Provided passage =>
● ● ● ● ●

3. Sie sind leicht zu lesen. Die Bilder tragen die Geschichten und helfen dem Kind, dessen Lesefähigkeit gering ist.
4. Sie zeigen bekannte Charaktere in einer Reihe von verwandten Erlebnissen.
5. Sie verlangen verhältnismäßig kurze Konzentrationszeiträume.
6. Sie sind leicht zugänglich.
7. Sie sind nicht teuer.
8. Sie werden gelesen, weil viele Klassenräume und Elternhäuser unzureichend mit guten Büchern und anderem Lesematerial von Interesse für Kinder ausgestattet sind.“
Burgdorf’s survey also identified children who are in the 5th and 6th grade as the main readers of comic books. That does not mean that students in higher grades are no longer interested in comics at all; 70% of 9th grade students still read comics on a regular basis but the number decreases slowly as the students grow older. Since comic books are so popular among students it is easy to come to the conclusion that they can be used at school for their “fantastic motivating power” (Haugaard, 1973). But it is not as simple as it seems. There is a negative side to it as well. Burgdorf also found out that girls are less likely to read comics than boys (77.1% : 87.8%). He sees the reason for that in the writing of the story which most often hints at boys. For a teacher this means that he has to pay attention not to discriminate against female students. When he looks for comics that are appropriate to use at school he also has to distinguish between comics which are appropriate for one sex and those which are appropriate for both sexes. However this is a manageable task considering that 77.1% is still an extraordinary high percentage for a spare time activity and this percentage in comparison with an online survey (Abb.: 1) among 14-19 year old girls, which shows that 53% hardly ever read books, also demonstrates that even girls are still much more interested in comics than in normal books. So, by taking comics into the classroom, teachers bring “the learners’ real world” to school and therefore benefit the motivation of their students.

● ● ● ● ●

Record set =>
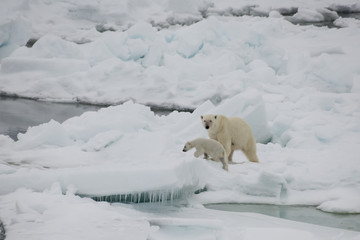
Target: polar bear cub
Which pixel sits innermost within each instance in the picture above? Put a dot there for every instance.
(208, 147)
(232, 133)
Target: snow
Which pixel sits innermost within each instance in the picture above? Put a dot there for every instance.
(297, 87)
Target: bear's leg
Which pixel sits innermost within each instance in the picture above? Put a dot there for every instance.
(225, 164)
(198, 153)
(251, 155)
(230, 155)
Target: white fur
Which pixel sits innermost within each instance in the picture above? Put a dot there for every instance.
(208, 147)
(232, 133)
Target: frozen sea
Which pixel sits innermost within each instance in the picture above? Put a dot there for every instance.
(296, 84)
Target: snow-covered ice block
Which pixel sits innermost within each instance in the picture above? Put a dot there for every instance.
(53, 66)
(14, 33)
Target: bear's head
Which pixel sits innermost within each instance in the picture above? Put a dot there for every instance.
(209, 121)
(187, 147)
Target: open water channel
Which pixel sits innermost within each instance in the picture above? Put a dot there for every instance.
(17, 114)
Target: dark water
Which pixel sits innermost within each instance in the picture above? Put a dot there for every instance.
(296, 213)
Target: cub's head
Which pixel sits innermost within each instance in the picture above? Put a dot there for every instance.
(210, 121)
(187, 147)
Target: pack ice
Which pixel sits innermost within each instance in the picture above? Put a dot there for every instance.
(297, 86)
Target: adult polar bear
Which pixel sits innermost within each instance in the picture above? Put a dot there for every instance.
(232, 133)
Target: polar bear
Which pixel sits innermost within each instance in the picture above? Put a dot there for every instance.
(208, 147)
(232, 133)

● ● ● ● ●

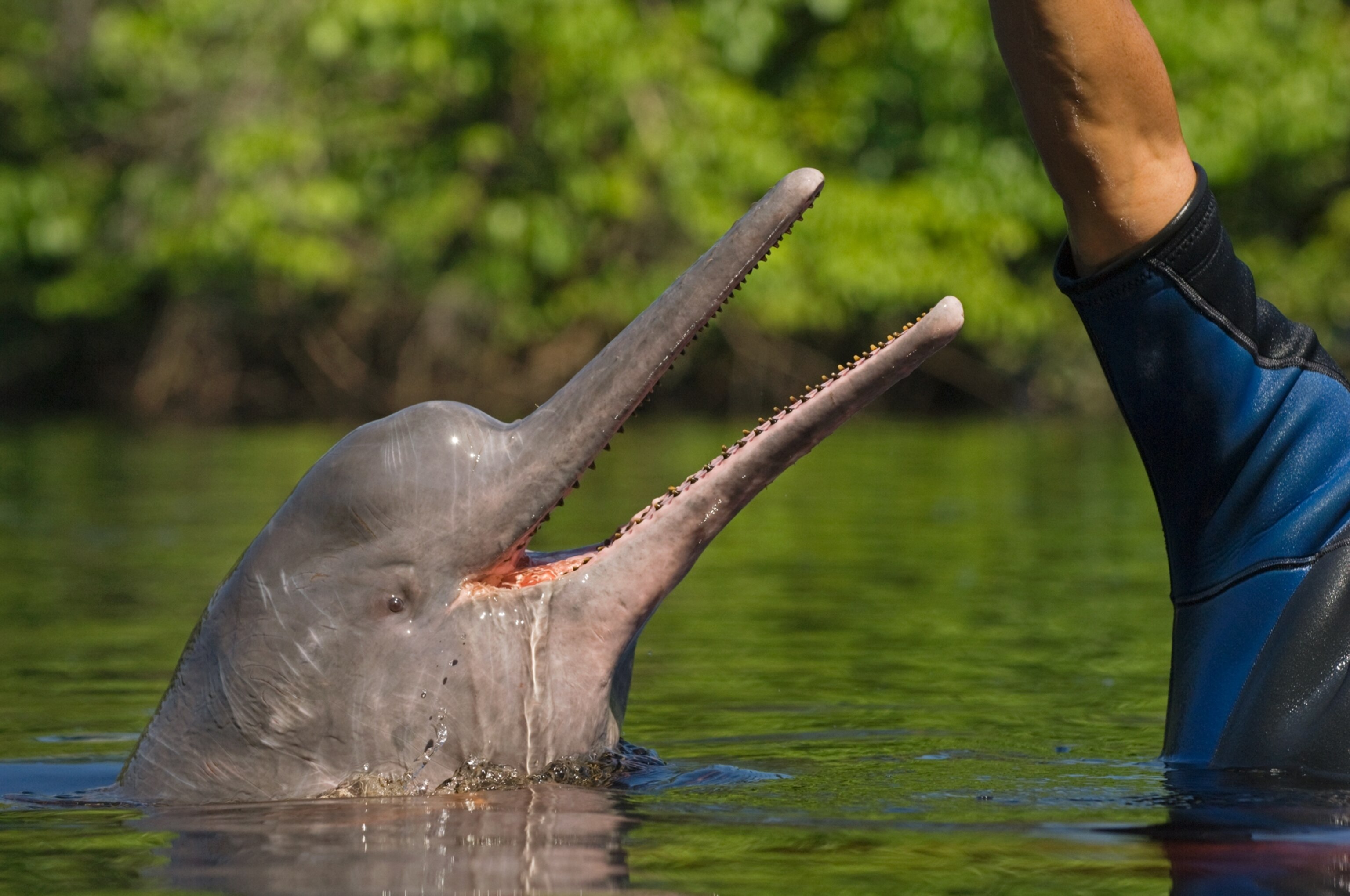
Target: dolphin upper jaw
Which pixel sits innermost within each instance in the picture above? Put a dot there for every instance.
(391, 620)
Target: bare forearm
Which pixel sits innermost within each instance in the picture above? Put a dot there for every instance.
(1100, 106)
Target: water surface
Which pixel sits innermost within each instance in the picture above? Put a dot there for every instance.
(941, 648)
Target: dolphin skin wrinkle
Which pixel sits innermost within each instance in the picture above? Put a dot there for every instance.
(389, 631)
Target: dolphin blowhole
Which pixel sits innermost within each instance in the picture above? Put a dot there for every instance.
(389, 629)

● ● ● ● ●

To be done =>
A: Transcribe the part of the passage on comics in school between "3. Sie sind" and "von verwandten Erlebnissen.", inclusive.
B: Translate this sentence from the passage on comics in school into Spanish: "Burgdorf also found out that girls are less likely to read comics than boys (77.1% : 87.8%)."
C: Summarize the passage on comics in school in two sentences.

Worked answers =>
A:
3. Sie sind leicht zu lesen. Die Bilder tragen die Geschichten und helfen dem Kind, dessen Lesefähigkeit gering ist.
4. Sie zeigen bekannte Charaktere in einer Reihe von verwandten Erlebnissen.

B: Burgdorf también descubrió que las niñas tienen menos probabilidades de leer cómics que los niños (77,1 % : 87,8 %).

C: Burgdorf's survey found that comics are read mainly by 5th and 6th graders, though 70% of 9th graders still read them regularly, and that girls read them less often than boys. Even so, girls remain far more interested in comics than in ordinary books, so teachers who bring comics into the classroom, taking care not to discriminate against female students, can boost their students' motivation.